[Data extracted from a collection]
=== Section Start ===

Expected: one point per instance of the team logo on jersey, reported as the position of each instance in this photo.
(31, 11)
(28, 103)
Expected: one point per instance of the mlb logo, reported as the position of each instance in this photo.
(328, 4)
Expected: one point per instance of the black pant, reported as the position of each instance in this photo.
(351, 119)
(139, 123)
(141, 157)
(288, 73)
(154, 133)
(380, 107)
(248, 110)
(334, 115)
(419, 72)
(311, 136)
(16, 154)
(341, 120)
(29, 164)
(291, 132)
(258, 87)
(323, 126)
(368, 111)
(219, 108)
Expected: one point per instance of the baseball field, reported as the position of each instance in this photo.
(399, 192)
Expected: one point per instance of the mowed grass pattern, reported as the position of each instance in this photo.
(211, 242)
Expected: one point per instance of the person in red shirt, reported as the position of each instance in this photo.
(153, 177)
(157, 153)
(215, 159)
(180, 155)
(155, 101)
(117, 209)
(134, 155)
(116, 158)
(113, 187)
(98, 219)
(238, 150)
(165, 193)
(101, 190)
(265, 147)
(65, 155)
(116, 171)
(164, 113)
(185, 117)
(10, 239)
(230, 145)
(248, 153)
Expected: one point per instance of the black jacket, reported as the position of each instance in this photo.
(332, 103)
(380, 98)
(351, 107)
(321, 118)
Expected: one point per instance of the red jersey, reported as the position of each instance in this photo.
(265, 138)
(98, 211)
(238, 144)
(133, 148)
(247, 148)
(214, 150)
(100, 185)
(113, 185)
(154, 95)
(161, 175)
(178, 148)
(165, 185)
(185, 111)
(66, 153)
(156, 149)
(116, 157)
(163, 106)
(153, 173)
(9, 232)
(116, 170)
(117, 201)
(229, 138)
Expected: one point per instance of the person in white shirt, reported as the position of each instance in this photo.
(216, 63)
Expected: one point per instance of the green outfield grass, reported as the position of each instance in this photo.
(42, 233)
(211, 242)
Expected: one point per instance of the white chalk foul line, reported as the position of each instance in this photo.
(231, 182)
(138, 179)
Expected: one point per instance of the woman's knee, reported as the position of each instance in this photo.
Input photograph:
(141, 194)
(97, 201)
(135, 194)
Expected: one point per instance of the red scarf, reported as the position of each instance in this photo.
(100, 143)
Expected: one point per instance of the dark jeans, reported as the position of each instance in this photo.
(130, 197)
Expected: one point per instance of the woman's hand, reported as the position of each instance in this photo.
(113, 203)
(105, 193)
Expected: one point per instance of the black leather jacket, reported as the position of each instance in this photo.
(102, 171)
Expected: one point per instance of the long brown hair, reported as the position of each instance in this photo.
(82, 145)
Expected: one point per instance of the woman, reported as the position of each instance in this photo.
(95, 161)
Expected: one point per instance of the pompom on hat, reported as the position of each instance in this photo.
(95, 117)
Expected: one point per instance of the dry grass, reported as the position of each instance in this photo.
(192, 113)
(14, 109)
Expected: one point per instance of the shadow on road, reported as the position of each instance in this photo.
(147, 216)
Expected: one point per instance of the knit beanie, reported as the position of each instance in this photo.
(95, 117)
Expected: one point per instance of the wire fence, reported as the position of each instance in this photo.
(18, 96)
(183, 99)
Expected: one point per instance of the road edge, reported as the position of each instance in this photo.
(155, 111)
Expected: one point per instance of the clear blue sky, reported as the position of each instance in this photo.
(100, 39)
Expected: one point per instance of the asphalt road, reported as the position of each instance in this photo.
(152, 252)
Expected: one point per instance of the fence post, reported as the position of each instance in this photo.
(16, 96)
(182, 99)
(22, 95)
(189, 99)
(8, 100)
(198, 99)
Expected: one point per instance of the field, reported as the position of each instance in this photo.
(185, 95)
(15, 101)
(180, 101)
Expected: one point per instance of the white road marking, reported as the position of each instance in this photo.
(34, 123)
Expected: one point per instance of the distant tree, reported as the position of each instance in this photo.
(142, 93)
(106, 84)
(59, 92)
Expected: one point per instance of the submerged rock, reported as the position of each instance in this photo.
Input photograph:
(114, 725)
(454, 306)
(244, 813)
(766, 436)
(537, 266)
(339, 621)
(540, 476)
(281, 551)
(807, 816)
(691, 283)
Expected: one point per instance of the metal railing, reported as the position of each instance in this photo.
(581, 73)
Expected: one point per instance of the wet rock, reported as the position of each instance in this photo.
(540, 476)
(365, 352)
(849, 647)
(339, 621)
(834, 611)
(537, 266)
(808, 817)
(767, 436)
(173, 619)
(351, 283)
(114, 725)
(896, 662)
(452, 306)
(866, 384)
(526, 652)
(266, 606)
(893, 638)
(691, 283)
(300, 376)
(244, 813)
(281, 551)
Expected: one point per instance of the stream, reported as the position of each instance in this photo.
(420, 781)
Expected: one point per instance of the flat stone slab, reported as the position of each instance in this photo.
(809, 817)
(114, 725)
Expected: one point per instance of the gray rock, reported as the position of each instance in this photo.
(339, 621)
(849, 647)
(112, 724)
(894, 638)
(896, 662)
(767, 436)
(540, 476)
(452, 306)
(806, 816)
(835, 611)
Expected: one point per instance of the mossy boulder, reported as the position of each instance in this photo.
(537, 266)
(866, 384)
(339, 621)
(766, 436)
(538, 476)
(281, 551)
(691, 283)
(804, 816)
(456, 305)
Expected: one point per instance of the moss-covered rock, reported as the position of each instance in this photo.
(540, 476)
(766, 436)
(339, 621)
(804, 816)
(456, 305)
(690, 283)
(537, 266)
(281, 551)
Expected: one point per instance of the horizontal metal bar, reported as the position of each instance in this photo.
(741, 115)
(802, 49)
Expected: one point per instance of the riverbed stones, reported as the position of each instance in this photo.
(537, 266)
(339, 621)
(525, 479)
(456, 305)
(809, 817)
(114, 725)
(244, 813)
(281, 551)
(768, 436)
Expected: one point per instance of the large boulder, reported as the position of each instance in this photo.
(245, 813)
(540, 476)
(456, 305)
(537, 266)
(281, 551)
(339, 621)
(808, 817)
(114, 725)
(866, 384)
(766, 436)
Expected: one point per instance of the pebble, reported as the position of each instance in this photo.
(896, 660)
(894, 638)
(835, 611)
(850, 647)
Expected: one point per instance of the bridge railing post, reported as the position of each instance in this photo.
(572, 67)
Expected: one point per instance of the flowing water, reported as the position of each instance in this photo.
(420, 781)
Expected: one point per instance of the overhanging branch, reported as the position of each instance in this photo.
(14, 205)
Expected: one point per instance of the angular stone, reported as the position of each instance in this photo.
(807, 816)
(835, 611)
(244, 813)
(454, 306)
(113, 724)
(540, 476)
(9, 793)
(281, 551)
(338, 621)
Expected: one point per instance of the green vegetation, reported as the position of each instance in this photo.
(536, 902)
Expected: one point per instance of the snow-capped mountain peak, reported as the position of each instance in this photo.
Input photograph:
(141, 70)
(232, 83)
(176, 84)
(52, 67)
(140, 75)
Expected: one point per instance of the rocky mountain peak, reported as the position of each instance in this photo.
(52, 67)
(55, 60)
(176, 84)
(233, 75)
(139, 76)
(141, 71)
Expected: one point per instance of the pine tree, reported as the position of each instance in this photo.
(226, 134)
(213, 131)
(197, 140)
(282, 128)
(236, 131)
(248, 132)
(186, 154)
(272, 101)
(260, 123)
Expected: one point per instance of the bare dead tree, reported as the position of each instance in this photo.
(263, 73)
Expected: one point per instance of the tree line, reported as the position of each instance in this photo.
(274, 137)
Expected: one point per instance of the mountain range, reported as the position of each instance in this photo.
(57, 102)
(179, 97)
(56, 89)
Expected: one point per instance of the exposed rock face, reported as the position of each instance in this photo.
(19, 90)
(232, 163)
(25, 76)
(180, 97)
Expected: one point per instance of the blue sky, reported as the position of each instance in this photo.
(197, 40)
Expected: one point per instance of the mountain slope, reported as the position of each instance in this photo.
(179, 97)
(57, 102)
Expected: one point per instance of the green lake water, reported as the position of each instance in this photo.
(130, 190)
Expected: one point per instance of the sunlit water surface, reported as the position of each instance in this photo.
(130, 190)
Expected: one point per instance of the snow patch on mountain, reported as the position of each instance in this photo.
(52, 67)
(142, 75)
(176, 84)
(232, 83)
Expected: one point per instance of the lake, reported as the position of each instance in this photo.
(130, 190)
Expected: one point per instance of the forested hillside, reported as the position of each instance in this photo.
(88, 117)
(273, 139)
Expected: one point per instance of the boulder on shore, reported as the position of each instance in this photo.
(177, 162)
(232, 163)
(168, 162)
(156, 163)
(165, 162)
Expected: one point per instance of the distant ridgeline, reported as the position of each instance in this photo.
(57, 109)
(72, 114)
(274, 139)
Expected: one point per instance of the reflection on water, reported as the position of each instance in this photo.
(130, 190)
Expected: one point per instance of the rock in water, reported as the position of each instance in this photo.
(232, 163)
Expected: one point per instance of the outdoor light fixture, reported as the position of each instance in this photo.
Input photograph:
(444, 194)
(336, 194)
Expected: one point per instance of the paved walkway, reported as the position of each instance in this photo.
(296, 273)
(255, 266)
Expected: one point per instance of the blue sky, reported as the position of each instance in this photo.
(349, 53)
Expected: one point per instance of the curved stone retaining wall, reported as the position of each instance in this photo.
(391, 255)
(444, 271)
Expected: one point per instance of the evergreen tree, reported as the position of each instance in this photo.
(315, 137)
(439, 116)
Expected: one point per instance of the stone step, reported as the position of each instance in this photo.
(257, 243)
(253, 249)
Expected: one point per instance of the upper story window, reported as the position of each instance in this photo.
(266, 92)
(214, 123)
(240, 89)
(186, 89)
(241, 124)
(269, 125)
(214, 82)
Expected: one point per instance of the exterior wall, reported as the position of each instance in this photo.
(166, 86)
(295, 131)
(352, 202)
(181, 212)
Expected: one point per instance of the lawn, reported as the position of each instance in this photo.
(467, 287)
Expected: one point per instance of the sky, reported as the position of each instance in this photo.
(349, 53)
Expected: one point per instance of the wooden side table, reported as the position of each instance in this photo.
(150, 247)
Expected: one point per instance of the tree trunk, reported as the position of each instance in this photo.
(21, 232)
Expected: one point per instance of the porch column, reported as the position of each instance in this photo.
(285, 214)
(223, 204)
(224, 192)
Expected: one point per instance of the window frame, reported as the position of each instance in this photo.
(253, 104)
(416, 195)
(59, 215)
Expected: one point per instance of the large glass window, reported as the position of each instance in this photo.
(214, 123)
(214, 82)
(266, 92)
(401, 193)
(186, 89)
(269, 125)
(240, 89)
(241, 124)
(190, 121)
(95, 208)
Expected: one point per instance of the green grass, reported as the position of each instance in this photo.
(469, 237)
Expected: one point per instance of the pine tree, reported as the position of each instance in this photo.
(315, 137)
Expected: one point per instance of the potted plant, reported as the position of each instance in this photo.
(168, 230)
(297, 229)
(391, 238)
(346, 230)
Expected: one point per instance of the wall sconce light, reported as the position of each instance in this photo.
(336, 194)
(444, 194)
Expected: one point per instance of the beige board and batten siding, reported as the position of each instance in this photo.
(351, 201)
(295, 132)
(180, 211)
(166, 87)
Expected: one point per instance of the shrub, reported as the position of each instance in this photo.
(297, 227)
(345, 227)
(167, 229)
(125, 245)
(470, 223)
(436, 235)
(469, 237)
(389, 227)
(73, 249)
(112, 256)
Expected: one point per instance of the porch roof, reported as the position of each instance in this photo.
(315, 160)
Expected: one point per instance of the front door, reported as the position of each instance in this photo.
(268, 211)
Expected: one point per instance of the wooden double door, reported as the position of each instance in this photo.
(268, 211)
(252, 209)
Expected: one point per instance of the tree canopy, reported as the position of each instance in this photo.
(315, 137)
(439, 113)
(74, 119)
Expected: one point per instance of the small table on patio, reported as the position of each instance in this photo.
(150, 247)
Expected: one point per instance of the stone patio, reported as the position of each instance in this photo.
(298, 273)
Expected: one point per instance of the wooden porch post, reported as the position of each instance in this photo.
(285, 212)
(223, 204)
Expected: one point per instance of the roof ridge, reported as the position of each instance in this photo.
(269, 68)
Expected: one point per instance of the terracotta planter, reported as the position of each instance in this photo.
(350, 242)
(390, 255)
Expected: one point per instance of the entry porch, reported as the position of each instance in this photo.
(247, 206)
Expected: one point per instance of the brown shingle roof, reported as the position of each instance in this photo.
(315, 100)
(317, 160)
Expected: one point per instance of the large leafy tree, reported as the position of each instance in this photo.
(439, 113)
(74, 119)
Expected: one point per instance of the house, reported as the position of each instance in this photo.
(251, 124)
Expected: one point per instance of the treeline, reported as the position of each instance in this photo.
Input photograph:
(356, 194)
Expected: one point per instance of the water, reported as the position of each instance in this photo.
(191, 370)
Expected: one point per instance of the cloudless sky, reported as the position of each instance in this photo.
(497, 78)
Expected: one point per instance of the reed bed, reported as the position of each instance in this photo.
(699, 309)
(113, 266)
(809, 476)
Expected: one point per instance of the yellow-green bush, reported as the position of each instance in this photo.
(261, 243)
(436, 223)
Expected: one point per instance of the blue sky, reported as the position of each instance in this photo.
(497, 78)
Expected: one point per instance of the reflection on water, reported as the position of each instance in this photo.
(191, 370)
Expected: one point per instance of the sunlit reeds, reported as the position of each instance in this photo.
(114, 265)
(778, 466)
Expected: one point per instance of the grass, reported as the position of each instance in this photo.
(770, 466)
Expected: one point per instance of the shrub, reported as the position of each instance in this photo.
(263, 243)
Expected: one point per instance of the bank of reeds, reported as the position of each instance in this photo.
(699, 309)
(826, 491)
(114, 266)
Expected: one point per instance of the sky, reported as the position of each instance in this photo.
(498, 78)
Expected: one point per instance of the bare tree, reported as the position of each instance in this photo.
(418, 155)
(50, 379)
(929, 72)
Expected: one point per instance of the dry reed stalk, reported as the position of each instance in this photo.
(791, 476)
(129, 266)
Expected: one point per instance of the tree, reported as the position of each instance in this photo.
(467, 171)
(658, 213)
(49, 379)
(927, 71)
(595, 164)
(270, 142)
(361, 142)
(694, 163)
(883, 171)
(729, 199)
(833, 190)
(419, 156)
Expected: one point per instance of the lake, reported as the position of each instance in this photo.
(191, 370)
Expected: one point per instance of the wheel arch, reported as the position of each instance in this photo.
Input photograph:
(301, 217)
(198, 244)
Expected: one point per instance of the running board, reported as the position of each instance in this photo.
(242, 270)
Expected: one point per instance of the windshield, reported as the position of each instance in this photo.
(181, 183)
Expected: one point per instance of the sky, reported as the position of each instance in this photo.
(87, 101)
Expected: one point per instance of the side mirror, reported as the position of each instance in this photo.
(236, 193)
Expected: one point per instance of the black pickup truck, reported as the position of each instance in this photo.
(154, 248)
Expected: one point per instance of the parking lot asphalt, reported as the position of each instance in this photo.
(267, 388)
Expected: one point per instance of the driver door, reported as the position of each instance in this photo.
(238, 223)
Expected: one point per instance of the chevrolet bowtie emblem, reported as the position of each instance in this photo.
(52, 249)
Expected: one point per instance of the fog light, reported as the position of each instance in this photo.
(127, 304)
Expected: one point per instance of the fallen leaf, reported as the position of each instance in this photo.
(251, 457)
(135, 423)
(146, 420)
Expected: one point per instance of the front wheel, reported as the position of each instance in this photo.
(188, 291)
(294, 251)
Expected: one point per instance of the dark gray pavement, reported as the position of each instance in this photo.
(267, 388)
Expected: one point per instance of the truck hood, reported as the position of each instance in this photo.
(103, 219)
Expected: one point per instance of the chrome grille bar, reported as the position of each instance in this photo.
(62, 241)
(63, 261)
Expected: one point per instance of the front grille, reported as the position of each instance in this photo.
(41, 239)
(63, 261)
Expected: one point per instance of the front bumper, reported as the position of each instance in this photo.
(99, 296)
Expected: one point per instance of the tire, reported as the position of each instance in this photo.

=== Section End ===

## What this task involves
Beginning with the line that contains "Expected: one point per instance of the fallen", quote each line exactly through the last line of the entries above, and nothing beyond them.

## Task answer
Expected: one point per instance of the fallen leaf, reported as the position of each instance in this photo.
(251, 457)
(135, 423)
(146, 420)
Expected: one point per instance of the front wheel, reported as the position of each instance in this photo.
(188, 291)
(294, 251)
Expected: one point per instance of the dark gray pavement, reported as the position of each instance in this photo.
(267, 388)
Expected: one point per instance of the truck hood, reported as the position of each instance in this photo.
(103, 219)
Expected: one point per instance of the chrome grille bar, reported as the position of each instance in this photo.
(62, 241)
(63, 261)
Expected: one point per instance of the front grille, reported as the position of each instance in this photo.
(41, 239)
(63, 261)
Expected: one point per instance of the front bumper, reported as the position of each instance in this photo.
(99, 296)
Expected: one point per instance of the tire, reported as the position of each instance in this photo.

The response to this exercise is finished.